▶ _HOW TO COMPLETE THIS TASK_
From the records below, work out how many lines contain "shirt". Reply with that number alone.

[INPUT DATA — start]

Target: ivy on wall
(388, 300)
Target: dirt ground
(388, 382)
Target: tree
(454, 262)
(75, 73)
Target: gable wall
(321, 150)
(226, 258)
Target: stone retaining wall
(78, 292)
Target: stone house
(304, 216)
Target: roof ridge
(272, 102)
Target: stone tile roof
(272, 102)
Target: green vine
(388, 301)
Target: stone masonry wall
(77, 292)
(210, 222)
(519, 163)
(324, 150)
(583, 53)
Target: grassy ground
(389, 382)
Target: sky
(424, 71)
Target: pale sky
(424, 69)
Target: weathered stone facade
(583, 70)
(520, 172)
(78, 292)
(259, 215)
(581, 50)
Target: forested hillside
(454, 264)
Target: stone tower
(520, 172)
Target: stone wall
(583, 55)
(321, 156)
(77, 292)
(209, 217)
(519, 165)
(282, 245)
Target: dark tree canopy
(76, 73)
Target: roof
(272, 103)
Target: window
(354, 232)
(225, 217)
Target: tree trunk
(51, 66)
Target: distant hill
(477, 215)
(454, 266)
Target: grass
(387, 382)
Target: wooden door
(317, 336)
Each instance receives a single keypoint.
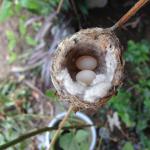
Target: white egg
(86, 63)
(85, 77)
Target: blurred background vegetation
(29, 32)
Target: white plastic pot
(80, 116)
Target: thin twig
(36, 132)
(61, 125)
(129, 14)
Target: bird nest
(105, 47)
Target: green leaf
(12, 57)
(81, 136)
(22, 27)
(11, 40)
(6, 10)
(128, 146)
(30, 41)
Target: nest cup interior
(105, 48)
(84, 49)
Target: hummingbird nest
(104, 46)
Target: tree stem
(129, 14)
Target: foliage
(73, 139)
(133, 102)
(44, 7)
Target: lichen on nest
(105, 48)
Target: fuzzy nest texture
(105, 47)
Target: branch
(129, 14)
(38, 131)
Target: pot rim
(79, 115)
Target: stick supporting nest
(104, 46)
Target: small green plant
(133, 102)
(73, 139)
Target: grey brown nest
(99, 43)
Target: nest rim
(93, 33)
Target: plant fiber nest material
(99, 43)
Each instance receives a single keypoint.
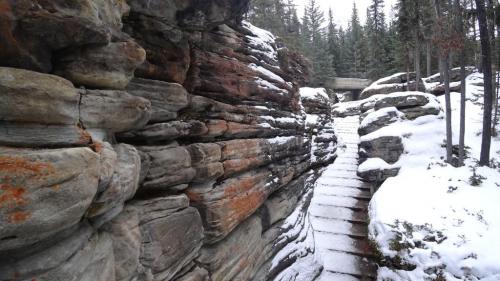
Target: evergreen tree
(354, 44)
(318, 54)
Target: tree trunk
(461, 142)
(407, 64)
(449, 132)
(417, 62)
(488, 87)
(444, 57)
(429, 59)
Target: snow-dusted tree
(488, 87)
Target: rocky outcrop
(381, 148)
(398, 82)
(153, 140)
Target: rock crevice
(152, 140)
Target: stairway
(338, 212)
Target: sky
(342, 9)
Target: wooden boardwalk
(338, 212)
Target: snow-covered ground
(434, 221)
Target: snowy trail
(338, 212)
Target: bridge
(353, 85)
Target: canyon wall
(151, 140)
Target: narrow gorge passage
(338, 212)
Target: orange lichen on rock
(11, 197)
(18, 217)
(246, 205)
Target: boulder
(388, 148)
(167, 99)
(115, 111)
(32, 97)
(44, 192)
(377, 170)
(379, 119)
(165, 250)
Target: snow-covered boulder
(389, 148)
(377, 170)
(434, 221)
(378, 119)
(413, 104)
(315, 100)
(392, 84)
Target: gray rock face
(32, 33)
(170, 166)
(165, 249)
(125, 233)
(115, 111)
(44, 192)
(76, 255)
(161, 132)
(392, 84)
(231, 259)
(42, 136)
(166, 98)
(123, 183)
(388, 148)
(32, 97)
(127, 178)
(105, 67)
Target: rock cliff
(151, 140)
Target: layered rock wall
(149, 140)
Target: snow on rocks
(379, 119)
(262, 41)
(394, 83)
(434, 221)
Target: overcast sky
(342, 9)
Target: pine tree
(333, 41)
(321, 59)
(354, 44)
(488, 87)
(377, 40)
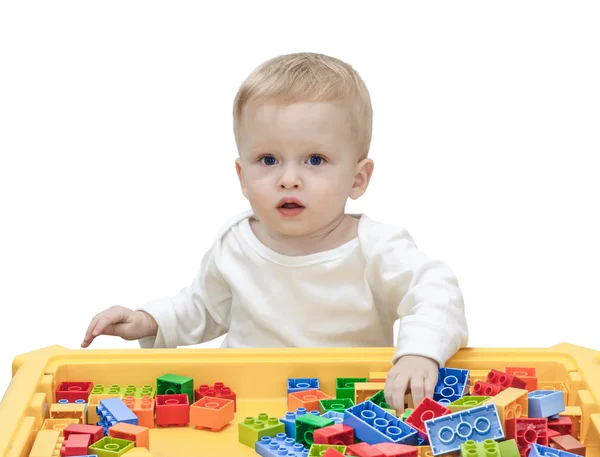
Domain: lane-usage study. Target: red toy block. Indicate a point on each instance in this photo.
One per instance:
(527, 431)
(363, 450)
(212, 413)
(219, 390)
(427, 409)
(75, 445)
(95, 431)
(73, 391)
(485, 389)
(563, 425)
(505, 380)
(397, 450)
(338, 434)
(172, 409)
(526, 374)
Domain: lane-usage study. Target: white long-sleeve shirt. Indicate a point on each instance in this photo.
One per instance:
(349, 296)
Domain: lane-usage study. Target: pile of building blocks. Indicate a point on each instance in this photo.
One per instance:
(506, 414)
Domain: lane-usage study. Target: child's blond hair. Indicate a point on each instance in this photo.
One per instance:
(308, 76)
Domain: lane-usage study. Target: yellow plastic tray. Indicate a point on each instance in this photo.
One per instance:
(259, 378)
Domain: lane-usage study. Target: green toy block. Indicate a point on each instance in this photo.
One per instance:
(173, 384)
(252, 430)
(467, 402)
(487, 448)
(379, 400)
(335, 405)
(318, 450)
(344, 387)
(307, 424)
(111, 447)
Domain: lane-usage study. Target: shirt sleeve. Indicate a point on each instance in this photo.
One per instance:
(422, 292)
(200, 312)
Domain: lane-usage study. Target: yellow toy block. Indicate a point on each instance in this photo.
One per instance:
(69, 410)
(512, 403)
(365, 390)
(47, 444)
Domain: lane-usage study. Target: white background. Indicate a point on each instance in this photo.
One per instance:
(117, 152)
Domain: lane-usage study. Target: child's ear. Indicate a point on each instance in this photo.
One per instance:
(240, 173)
(363, 173)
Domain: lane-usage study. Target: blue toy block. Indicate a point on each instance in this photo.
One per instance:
(337, 417)
(452, 384)
(545, 403)
(374, 425)
(300, 384)
(537, 450)
(280, 445)
(114, 410)
(447, 433)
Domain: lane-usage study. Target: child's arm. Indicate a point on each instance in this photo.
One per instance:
(424, 294)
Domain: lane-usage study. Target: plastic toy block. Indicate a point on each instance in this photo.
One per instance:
(139, 435)
(546, 451)
(377, 376)
(75, 445)
(113, 411)
(308, 399)
(335, 405)
(300, 384)
(212, 413)
(47, 444)
(546, 403)
(339, 434)
(69, 410)
(320, 450)
(396, 450)
(111, 447)
(486, 389)
(526, 374)
(94, 431)
(306, 426)
(505, 380)
(447, 433)
(511, 403)
(373, 425)
(93, 401)
(452, 384)
(280, 445)
(344, 387)
(143, 408)
(337, 417)
(58, 424)
(467, 402)
(219, 390)
(562, 425)
(365, 390)
(72, 391)
(427, 409)
(252, 430)
(363, 450)
(526, 431)
(172, 409)
(567, 443)
(379, 400)
(171, 384)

[INPUT DATA — finish]

▶ _TASK SOLUTION_
2